PROVIDED PASSAGE
◆ ◆ ◆ ◆ ◆

Obtaining collaboration for social progress without bitter force
Societies need people who freely appreciate their social purpose of growth and harmony, and can make right choices for society’ interest. These two qualities of emotional commitment and intellectual capacity are not readily present and equal in every human being. But they can be cultivated in people through emotional and factual education. Emotional commitment and intellectual maturity require readiness to give up some desires that threaten the purpose of the society. Without this emotional and factual education, humans lose meaning of life and purpose of freedom. To cultivate emotional commitment and intellectual capacity in citizens, societies may take the following steps:
- Re-evaluate the purpose of the society and the social behaviours necessary to achieve it. There is order in nature to guide human actions;[7] and humans seek happiness in actualizing their potentials based on their nature. To properly actualize and use their potentials, humans seek knowledge on the RIGHT-USE of natural resources and human faculties: sex, intelligence, talents, masculinity, femininity and etcetera. The development and right use of these potentials manifests in people’s contributions to the society through administration, production and security.[8] Hence, the purpose of the society is to create enabling environment for people to discover and use their potentials for happiness and common good.
- Educating citizens on society’s purpose and the right use of human and natural resources in achieving this purpose. Each individual has unique gifts and dispositions to be discovered, developed and rightly utilized in human society. Through education, progressive societies assist citizens to discover, develop and employ their unique gifts in any aspect of the society. Since humans are beings of habit, education for personal development and social responsibility comes at an early stage so people can grow with it. By their eighteenth year, they would have matured in socially responsible thoughts and actions. Without early education for personal development and social responsibility, people seek happiness in liberal consumerism without thought of secondary consequences on themselves and the society.

◆ ◆ ◆ ◆ ◆

EXCERPTED DATA
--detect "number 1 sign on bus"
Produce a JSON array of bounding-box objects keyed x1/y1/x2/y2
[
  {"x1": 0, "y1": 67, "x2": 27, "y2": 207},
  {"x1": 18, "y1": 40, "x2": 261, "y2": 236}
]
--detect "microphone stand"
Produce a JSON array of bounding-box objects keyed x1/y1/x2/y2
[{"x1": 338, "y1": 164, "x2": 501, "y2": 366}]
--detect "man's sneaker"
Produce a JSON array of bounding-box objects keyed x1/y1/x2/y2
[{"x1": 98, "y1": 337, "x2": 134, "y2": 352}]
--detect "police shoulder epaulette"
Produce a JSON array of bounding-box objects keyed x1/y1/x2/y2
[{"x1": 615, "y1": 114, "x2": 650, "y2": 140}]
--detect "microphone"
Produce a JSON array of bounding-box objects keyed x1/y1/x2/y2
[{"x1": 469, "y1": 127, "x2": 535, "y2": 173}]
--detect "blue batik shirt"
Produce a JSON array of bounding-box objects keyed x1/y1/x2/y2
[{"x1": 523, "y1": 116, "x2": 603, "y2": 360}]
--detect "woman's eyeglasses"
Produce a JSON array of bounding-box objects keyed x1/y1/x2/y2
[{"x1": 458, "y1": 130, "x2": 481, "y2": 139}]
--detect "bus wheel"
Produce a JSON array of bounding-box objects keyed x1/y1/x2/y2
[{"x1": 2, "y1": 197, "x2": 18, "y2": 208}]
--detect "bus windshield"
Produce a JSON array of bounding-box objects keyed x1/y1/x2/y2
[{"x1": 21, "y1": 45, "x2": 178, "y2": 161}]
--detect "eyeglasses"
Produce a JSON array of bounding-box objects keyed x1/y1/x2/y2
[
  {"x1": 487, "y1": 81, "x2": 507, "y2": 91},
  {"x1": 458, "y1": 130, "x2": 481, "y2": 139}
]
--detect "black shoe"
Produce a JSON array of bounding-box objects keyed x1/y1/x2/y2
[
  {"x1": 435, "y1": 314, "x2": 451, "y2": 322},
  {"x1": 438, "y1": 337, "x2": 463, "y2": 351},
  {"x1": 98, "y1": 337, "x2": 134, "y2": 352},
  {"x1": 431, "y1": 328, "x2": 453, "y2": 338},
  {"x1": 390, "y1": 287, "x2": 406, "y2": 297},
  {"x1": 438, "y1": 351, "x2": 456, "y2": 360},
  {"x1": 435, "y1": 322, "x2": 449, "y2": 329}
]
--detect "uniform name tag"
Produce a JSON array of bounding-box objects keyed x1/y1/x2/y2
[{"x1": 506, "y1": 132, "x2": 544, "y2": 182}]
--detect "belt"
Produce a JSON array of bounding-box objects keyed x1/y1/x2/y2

◆ ◆ ◆ ◆ ◆

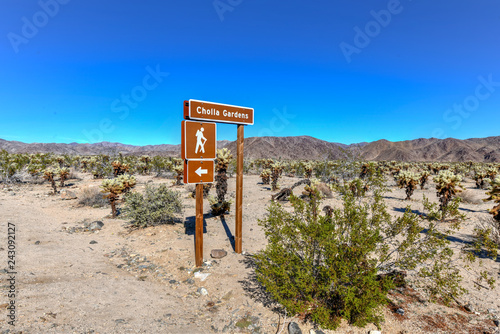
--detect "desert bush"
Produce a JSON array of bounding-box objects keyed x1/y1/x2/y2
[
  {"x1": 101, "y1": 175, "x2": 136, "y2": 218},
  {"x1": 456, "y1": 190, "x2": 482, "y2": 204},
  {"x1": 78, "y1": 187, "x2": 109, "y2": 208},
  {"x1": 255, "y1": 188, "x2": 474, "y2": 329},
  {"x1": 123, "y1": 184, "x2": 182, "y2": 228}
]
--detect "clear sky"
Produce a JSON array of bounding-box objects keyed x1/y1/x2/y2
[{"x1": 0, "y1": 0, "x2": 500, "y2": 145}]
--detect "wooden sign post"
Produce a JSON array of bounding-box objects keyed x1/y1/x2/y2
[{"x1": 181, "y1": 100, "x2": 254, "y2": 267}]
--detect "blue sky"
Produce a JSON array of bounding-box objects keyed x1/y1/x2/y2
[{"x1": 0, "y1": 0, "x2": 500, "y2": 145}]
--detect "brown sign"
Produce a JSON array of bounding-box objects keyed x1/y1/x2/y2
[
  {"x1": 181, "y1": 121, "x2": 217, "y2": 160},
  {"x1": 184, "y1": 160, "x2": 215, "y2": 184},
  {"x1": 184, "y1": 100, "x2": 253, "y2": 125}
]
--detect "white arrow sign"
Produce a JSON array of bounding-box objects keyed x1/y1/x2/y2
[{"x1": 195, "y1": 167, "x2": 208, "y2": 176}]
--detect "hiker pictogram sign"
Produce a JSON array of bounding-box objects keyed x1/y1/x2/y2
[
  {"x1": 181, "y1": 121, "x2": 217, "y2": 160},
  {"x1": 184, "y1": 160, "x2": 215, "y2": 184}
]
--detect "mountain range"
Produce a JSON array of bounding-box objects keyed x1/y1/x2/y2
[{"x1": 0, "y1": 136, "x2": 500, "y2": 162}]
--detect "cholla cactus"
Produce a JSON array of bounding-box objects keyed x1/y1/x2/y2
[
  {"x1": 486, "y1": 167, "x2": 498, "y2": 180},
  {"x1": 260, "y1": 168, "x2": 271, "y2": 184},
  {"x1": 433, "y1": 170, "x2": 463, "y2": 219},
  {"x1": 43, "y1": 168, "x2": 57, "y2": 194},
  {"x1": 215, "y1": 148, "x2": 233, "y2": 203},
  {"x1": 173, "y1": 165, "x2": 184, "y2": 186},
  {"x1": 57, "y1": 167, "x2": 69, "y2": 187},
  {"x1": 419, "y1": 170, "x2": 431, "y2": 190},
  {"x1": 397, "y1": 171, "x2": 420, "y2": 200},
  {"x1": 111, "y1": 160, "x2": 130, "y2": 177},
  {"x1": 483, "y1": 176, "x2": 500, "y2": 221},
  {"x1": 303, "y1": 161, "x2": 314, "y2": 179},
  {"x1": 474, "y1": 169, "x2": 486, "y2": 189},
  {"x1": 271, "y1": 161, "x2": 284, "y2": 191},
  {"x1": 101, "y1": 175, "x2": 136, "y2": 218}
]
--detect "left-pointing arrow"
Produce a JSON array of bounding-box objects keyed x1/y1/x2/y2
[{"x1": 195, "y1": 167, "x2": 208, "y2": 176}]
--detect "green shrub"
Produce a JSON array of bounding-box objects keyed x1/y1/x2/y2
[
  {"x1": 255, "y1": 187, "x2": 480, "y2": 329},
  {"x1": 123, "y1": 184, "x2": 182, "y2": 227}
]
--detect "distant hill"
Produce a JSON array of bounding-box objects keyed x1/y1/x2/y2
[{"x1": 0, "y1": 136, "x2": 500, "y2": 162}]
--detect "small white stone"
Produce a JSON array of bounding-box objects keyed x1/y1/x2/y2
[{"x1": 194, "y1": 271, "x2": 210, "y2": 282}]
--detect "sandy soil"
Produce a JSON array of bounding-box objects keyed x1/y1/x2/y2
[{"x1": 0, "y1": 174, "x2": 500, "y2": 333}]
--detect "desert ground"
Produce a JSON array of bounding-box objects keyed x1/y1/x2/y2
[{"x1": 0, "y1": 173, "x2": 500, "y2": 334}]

◆ ◆ ◆ ◆ ◆

PROBLEM
Answer these questions using the passage on social progress:
1. What two qualities does it say are not readily present and equal in every human being?
2. Through which three areas do people contribute to society?
3. By what year would people have matured in socially responsible thoughts and actions?
The data has no connection to the passage on social progress.

RESPONSE
1. Emotional commitment and intellectual capacity.
2. Administration, production and security.
3. Their eighteenth year.